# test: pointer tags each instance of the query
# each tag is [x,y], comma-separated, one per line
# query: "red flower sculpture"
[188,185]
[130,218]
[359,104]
□ □ □ □ □
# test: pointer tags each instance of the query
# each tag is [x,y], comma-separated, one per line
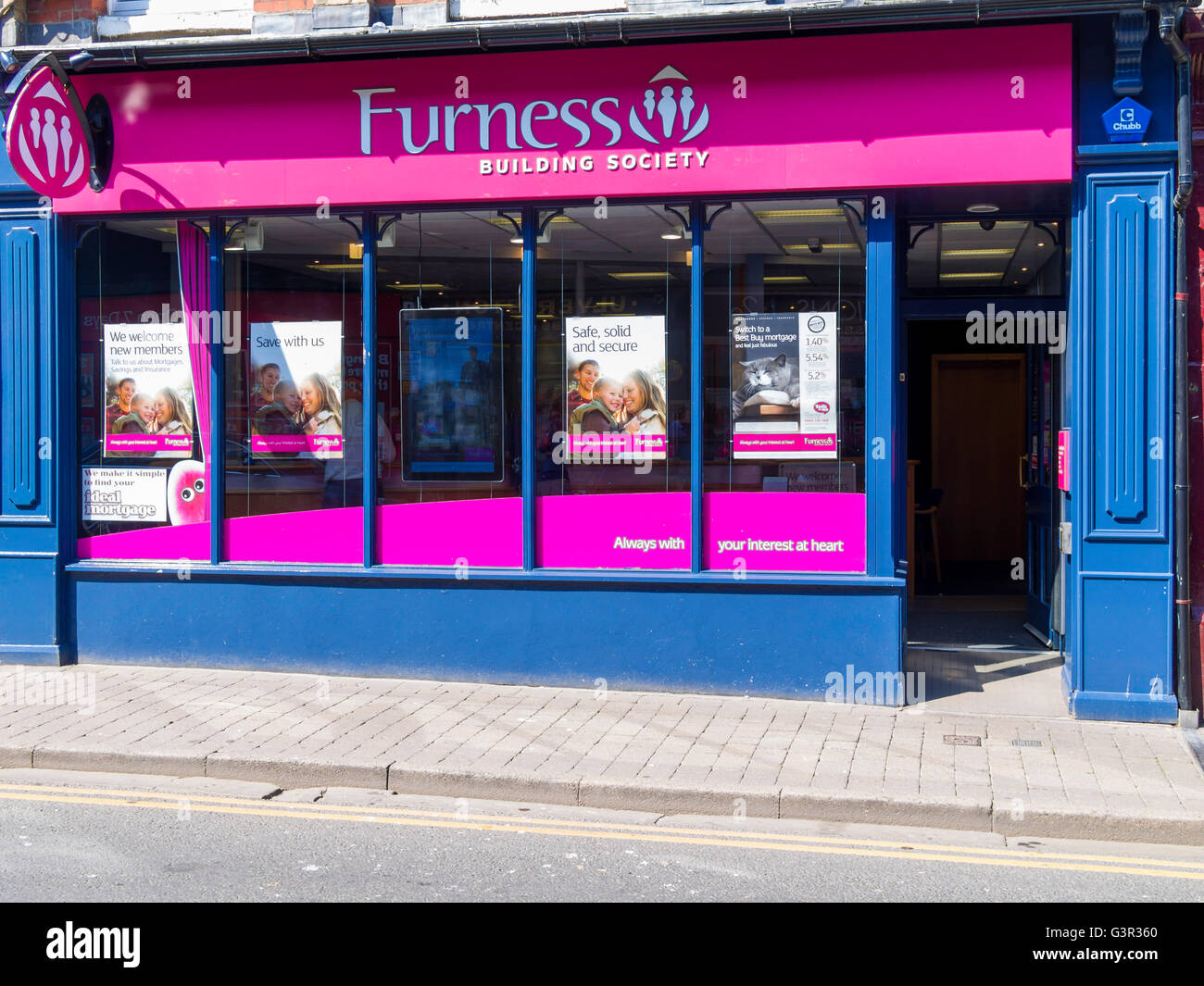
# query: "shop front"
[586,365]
□ □ □ □ □
Required task: List every line of the data above that contains the word "query", copying each line in full.

Result of this task:
# test: pointer tags each instance of the query
# query: "red flower sculpture"
# test: pointer tags each instance of the query
# query: "shop front"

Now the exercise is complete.